Begin Materials provided
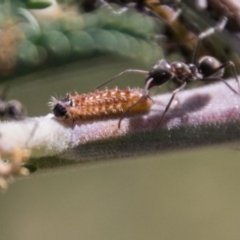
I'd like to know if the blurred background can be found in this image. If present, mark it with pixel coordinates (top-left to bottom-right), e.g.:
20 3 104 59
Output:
0 0 240 240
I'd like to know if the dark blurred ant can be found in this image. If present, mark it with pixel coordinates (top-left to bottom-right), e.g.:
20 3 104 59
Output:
0 85 25 120
97 17 240 128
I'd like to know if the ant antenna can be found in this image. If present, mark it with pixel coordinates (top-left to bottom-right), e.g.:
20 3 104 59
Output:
96 69 148 89
192 17 228 64
118 78 154 129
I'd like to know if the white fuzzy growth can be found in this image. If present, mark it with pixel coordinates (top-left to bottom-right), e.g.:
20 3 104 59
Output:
0 114 71 157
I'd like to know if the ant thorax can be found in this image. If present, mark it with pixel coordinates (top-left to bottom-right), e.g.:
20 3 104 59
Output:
171 62 201 82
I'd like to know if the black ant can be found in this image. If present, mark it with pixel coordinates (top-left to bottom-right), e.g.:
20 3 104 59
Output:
97 17 240 128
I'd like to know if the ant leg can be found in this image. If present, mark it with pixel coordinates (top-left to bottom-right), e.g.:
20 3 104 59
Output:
96 69 148 89
157 82 187 128
192 17 228 64
118 78 154 129
201 61 240 95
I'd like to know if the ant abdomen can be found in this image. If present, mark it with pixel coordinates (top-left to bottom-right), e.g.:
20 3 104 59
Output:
198 56 225 78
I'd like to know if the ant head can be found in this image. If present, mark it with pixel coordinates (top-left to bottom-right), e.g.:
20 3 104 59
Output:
198 56 224 77
146 59 174 89
6 100 25 120
53 97 72 117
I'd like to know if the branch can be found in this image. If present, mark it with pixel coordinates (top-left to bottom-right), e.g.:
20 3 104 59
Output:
0 80 240 187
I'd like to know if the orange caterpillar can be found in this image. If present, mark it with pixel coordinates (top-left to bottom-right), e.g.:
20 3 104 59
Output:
49 87 152 120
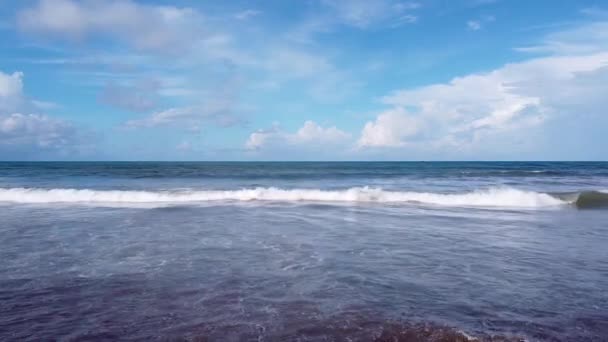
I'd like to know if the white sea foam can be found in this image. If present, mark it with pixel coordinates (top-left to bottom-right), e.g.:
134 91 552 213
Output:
0 187 568 208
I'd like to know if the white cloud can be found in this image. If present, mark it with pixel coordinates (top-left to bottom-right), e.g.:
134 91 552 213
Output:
467 15 496 31
359 48 608 148
99 81 160 112
125 102 239 130
291 120 350 144
357 107 422 147
17 0 199 52
516 21 608 55
175 140 192 152
234 9 262 20
245 120 351 150
321 0 420 29
467 20 481 31
0 71 23 112
0 71 93 158
0 113 76 149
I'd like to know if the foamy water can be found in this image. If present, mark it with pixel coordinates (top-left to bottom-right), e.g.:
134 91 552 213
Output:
0 162 608 342
0 187 568 208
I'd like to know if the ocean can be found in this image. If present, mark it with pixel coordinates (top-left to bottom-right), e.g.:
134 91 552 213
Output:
0 162 608 341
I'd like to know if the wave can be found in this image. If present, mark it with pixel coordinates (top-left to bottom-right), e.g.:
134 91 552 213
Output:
555 190 608 209
0 187 576 208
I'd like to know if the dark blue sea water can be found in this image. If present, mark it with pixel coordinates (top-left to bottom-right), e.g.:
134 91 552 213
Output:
0 162 608 341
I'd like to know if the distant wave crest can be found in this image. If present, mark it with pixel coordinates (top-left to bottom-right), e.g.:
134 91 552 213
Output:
0 187 576 208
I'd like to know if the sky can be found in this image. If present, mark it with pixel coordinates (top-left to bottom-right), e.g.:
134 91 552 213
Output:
0 0 608 161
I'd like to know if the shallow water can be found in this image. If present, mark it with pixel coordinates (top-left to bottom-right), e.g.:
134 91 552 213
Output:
0 163 608 341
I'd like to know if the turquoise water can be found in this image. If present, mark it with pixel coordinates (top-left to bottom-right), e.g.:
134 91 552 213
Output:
0 162 608 341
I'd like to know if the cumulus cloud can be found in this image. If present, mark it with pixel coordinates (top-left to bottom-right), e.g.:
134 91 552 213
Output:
245 120 351 150
359 42 608 154
467 20 481 31
0 71 23 111
358 107 422 147
0 71 90 159
17 0 199 52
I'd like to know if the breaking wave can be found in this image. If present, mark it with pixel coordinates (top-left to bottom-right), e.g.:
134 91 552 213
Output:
0 187 580 208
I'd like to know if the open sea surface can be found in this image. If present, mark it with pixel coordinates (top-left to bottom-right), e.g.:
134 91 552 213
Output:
0 162 608 341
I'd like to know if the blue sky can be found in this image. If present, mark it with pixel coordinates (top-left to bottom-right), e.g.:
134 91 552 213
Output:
0 0 608 160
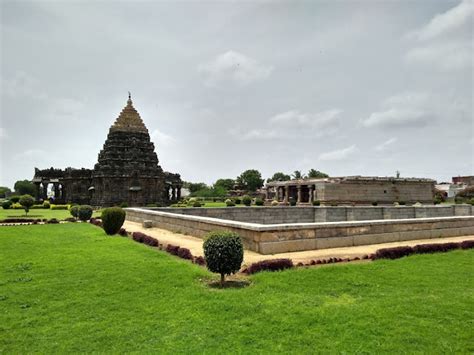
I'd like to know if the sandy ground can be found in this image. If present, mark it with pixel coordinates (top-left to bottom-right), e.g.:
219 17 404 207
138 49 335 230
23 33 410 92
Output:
124 221 474 265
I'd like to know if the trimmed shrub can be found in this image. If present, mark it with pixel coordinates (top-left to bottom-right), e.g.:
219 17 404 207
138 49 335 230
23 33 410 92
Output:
177 248 193 260
69 205 79 219
19 195 35 214
193 256 206 266
78 205 94 222
102 207 125 235
247 259 293 274
89 217 102 227
10 195 20 203
372 246 413 260
203 231 244 286
50 205 69 210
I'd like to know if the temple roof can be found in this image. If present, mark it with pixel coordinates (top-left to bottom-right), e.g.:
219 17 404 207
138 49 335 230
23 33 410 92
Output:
110 93 148 133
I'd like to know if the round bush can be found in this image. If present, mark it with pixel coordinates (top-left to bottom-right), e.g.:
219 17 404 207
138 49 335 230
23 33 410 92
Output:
102 207 125 235
242 195 252 206
203 231 244 285
10 195 20 203
18 195 35 214
78 205 94 222
69 205 80 218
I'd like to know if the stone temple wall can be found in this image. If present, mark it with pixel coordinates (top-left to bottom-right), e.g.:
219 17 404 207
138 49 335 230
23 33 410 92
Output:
126 206 474 254
147 205 474 224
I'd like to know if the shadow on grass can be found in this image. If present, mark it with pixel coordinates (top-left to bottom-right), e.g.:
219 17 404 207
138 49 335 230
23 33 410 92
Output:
207 280 250 289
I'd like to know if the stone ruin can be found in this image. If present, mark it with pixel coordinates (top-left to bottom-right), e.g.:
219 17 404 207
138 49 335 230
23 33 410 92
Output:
32 94 182 207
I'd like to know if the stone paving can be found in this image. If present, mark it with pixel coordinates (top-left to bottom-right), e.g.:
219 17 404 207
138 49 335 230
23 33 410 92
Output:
124 221 474 264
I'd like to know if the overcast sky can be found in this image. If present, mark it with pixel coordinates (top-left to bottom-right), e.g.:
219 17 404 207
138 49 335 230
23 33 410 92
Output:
0 0 474 187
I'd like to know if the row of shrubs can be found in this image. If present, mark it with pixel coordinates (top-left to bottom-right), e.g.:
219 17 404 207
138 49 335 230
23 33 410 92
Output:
371 240 474 260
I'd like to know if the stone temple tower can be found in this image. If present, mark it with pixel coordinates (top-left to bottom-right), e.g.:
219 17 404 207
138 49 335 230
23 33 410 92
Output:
90 94 179 206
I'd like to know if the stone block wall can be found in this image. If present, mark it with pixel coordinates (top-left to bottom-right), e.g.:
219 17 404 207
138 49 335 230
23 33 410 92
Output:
126 208 474 254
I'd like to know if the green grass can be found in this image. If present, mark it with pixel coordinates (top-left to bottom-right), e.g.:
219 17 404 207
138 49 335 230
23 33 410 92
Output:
0 224 474 354
0 208 100 220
End Materials provided
◆ What you are asked to do
Transcribe the data above word for word, covering every line from start to finish. Leave the pictures out.

◆ Exercise result
I'd like to know if the blurred background can be found in this image. If present, mark it with pixel coordinates (top-left to bottom-right), e.g.:
20 3 104 59
Output:
0 0 240 240
I'd like to know if the dark blurred ant can be found in this image. If present, mark it with pixel coordinates (top-left to bottom-right), e.g.:
20 3 104 59
Output:
0 85 25 120
97 17 240 128
I'd like to know if the ant antenna can be found in this image. If present, mark it with pixel coordinates (top-left to bottom-right), e.g.:
20 3 104 59
Output:
96 69 148 89
192 17 228 64
118 78 154 129
I'd like to know if the white fuzzy growth can be found in this image. If present, mark it with pixel coordinates (top-left to bottom-right), e.g.:
20 3 104 59
Output:
0 114 71 157
I'd like to know if the ant thorax can be found in this image. If present, mark it with pixel coordinates (top-left to bottom-right), e.g.:
20 3 104 59
Output:
171 62 201 82
I'd like to know if the black ant can be found in this image. If present, mark it with pixel coordinates (top-left to bottom-right), e.g.:
20 3 104 59
Output:
97 17 240 128
I'd like to know if the ant leg can be found in this image. If present, mark it with pixel coordinates (top-left to bottom-right), e.g.:
20 3 104 59
Output:
96 69 148 89
157 82 187 128
192 17 228 64
118 78 154 129
201 61 240 95
I'd like to know if the ant abdomen can be found in this image. If present, mark it with pixel coordinates (top-left to bottom-right), e.g.:
20 3 104 59
Output:
198 56 225 78
I'd like to know if the ant head can be found in this image. If present, mark it with pixel coordinates (top-left to bottom-right), e.g.:
20 3 104 59
Output:
198 56 224 77
146 59 174 89
6 100 25 120
53 97 72 117
I'd like to know if the branch can be found in this image. If present, mark it with pixel coordinates (top-left to bottom-right), e.g.:
20 3 104 59
Output:
0 80 240 187
I'd like to know if the orange caterpillar can be found in this image. If present, mark it with pixel coordinates (top-left to bottom-right), e.g.:
20 3 104 59
Output:
49 87 152 120
I'd like to know if the white sea foam can be found in this image. If present, mark it with pixel coordinates (top-left to bottom-right), e.g.:
134 91 552 213
Output:
0 187 568 208
I'd like to know if the white cloud can be found in this image. If present, mark it with pixel coordinates (top-left to bottom-right), e.g.:
134 91 552 213
Output:
467 15 496 31
359 48 608 148
99 81 160 112
125 102 239 130
291 120 350 144
357 107 422 147
17 0 199 52
516 21 608 55
175 140 192 152
234 9 262 20
245 120 351 150
321 0 420 29
467 20 481 31
0 71 23 112
0 71 93 158
0 113 76 149
I'd like to know if the foamy water can be found in this image. If present, mark it with pixel coordinates (top-left to bottom-right), e.g.:
134 91 552 213
Output:
0 162 608 342
0 187 568 208
I'd like to know if the ocean can be found in this image. If present, mark it with pixel coordinates (top-left to bottom-right), e.g.:
134 91 552 213
Output:
0 162 608 341
I'd like to know if the wave can be found in this image. If present, mark it with pixel coordinates (top-left to bottom-right), e.g.:
134 91 552 213
Output:
555 190 608 209
0 187 576 208
I'd like to know if the dark blue sea water can be found in this image. If present, mark it with pixel coordinates (top-left to bottom-right), e.g.:
134 91 552 213
Output:
0 162 608 341
I'd like to know if the distant wave crest can be found in this image. If present, mark it with pixel coordinates (top-left to bottom-right), e.g.:
134 91 552 213
Output:
0 187 576 208
I'd like to know if the sky can be found in this image. If present, mark it with pixel coordinates (top-left to bottom-right), e.g.:
134 91 552 213
Output:
0 0 608 161
I'd like to know if the shallow water can be found in this image. If present, mark it with pixel coordinates (top-left to bottom-right), e.g.:
134 91 552 213
Output:
0 163 608 341
I'd like to know if the turquoise water can be found in this image. If present, mark it with pixel coordinates (top-left to bottom-right), e.g.:
134 91 552 213
Output:
0 162 608 341
I'd like to know if the cumulus cloud can be found in this image. If present, mark it with pixel coordinates (top-left to bottom-right), e.g.:
134 91 552 213
Output:
245 120 351 150
359 42 608 154
467 20 481 31
0 71 23 111
358 107 422 147
0 71 90 159
17 0 199 52
I'd like to know if the breaking wave can be found in this image. If present, mark it with pixel coordinates (top-left to bottom-right), e.g.:
134 91 552 213
Output:
0 187 580 208
I'd like to know if the open sea surface can be found in this image. If present, mark it with pixel coordinates (top-left to bottom-right), e.g.:
134 91 552 213
Output:
0 162 608 341
I'd like to know if the blue sky can be found in this image. If present, mark it with pixel coordinates (top-left to bottom-right), e.g.:
134 91 552 213
Output:
0 0 608 160
I'd like to know if the sandy ground can be found in this image. If present, mark it with pixel coordinates (top-left to bottom-right), e.g.:
219 17 404 207
138 49 335 230
23 33 410 92
Output:
124 221 474 265
I'd like to know if the trimmed shrub can be found in this image. If present, mark it with pixel coordinates (top-left to bottom-right), e.g.:
219 17 404 207
138 49 335 230
23 33 410 92
Output:
177 248 193 260
69 205 79 219
19 195 35 214
193 256 206 266
78 205 94 222
102 207 125 235
247 259 293 274
89 217 102 227
10 195 20 203
372 246 413 260
203 231 244 286
50 205 69 210
I'd like to know if the temple roof can be found in this image. If present, mark it with pixel coordinates (top-left to bottom-right), e.g.:
219 17 404 207
138 49 335 230
23 33 410 92
Output:
110 93 148 133
I'd like to know if the round bush can be found in this image. If present, mark it with pixel coordinates (top-left to bottom-right), e.g.:
219 17 404 207
138 49 335 230
23 33 410 92
Output:
102 207 125 235
242 195 252 206
203 231 244 285
10 195 20 203
18 195 35 214
78 205 94 222
69 205 80 218
I'd like to know if the stone temple wall can be found in this image. If present, mark it with pixel coordinates (top-left to bottom-right), e.g.:
219 17 404 207
138 49 335 230
23 33 410 92
Output:
126 206 474 254
147 205 474 224
I'd like to know if the shadow on grass can be found in this image. If present, mark it with pixel coordinates (top-left to bottom-right), e.g.:
219 17 404 207
138 49 335 230
23 33 410 92
Output:
207 280 250 289
I'd like to know if the stone ruin can be found in this image. If present, mark it with pixel coordinates (top-left to bottom-right), e.g.:
219 17 404 207
138 49 335 230
23 33 410 92
Output:
32 94 182 207
I'd like to know if the stone paving can be found in this image. If present, mark it with pixel coordinates (top-left to bottom-right), e.g.:
219 17 404 207
138 49 335 230
23 33 410 92
Output:
124 221 474 264
I'd like to know if the overcast sky can be found in this image. If present, mark it with pixel coordinates (top-left to bottom-right), e.g.:
219 17 404 207
138 49 335 230
23 33 410 92
Output:
0 0 474 187
I'd like to know if the row of shrubs can be found in this image. If present, mark it with pixel coordinates (top-left to bottom-right), e.g.:
219 17 404 207
138 49 335 230
23 33 410 92
Output:
371 240 474 260
I'd like to know if the stone temple tower can be found in this image. If present, mark it with pixel coordinates (top-left to bottom-right), e.g.:
219 17 404 207
138 49 335 230
23 33 410 92
Output:
90 94 179 206
I'd like to know if the stone block wall can be found in this image. If present, mark it with pixel coordinates (top-left to bottom-right), e.g.:
219 17 404 207
138 49 335 230
23 33 410 92
Output:
126 208 474 254
I'd like to know if the green grass can be found in this image. If present, mark it with pixel coordinates (top-left to bottom-right), e.g.:
219 17 404 207
138 49 335 230
23 33 410 92
Output:
0 224 474 354
0 208 100 220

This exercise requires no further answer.